#### Problem details:
State how many lines of the data below include the word "white". Give only the number.

[A block of data]
— START —

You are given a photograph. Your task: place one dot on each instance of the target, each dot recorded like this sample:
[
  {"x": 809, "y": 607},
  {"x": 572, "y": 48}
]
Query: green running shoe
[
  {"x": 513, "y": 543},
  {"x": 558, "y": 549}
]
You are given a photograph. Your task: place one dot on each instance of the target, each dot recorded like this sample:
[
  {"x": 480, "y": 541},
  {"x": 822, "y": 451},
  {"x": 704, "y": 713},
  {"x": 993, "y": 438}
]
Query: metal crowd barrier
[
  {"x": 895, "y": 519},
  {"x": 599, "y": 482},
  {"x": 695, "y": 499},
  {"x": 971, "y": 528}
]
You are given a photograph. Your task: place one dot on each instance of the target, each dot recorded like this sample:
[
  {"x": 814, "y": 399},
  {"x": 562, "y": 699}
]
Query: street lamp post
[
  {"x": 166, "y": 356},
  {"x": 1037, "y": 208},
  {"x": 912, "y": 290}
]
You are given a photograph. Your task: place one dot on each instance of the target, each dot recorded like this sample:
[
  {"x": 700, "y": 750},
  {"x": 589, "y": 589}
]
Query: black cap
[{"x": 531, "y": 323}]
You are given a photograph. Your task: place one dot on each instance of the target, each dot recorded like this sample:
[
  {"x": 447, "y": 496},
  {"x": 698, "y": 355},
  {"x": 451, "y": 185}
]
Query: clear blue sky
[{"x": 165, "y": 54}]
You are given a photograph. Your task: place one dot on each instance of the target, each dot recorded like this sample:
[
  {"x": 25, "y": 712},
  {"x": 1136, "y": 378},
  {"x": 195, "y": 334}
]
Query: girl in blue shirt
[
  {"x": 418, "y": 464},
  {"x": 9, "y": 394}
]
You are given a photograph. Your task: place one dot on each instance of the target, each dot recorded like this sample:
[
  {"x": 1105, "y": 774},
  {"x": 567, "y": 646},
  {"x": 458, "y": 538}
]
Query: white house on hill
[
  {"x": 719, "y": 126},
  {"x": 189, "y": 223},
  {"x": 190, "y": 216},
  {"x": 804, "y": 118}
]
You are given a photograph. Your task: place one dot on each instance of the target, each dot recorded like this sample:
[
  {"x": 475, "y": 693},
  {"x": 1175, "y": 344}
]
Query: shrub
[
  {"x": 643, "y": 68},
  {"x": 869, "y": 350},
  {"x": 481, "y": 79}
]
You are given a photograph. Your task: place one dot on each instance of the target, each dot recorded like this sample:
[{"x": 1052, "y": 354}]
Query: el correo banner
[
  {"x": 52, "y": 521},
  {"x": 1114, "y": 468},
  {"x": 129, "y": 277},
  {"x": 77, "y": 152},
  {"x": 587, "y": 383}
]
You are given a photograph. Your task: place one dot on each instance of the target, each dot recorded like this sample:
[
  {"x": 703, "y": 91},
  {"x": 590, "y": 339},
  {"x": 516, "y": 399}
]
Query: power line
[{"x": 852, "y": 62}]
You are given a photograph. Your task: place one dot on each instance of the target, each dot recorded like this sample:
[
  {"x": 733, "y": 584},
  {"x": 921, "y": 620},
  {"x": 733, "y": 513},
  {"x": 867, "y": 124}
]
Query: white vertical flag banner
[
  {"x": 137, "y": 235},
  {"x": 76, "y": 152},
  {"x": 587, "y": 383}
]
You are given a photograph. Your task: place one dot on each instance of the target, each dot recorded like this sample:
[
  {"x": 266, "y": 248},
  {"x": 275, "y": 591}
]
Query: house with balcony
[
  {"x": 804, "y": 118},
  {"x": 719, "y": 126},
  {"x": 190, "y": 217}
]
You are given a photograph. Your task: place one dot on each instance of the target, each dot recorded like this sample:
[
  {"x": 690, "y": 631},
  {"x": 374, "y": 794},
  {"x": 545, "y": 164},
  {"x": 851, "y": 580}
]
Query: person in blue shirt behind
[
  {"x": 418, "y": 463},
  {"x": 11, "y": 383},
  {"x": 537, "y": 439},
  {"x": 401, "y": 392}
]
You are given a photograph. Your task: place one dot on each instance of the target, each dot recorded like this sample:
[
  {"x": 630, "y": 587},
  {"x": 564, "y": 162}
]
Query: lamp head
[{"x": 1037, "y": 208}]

— END —

#### Response to this exercise:
2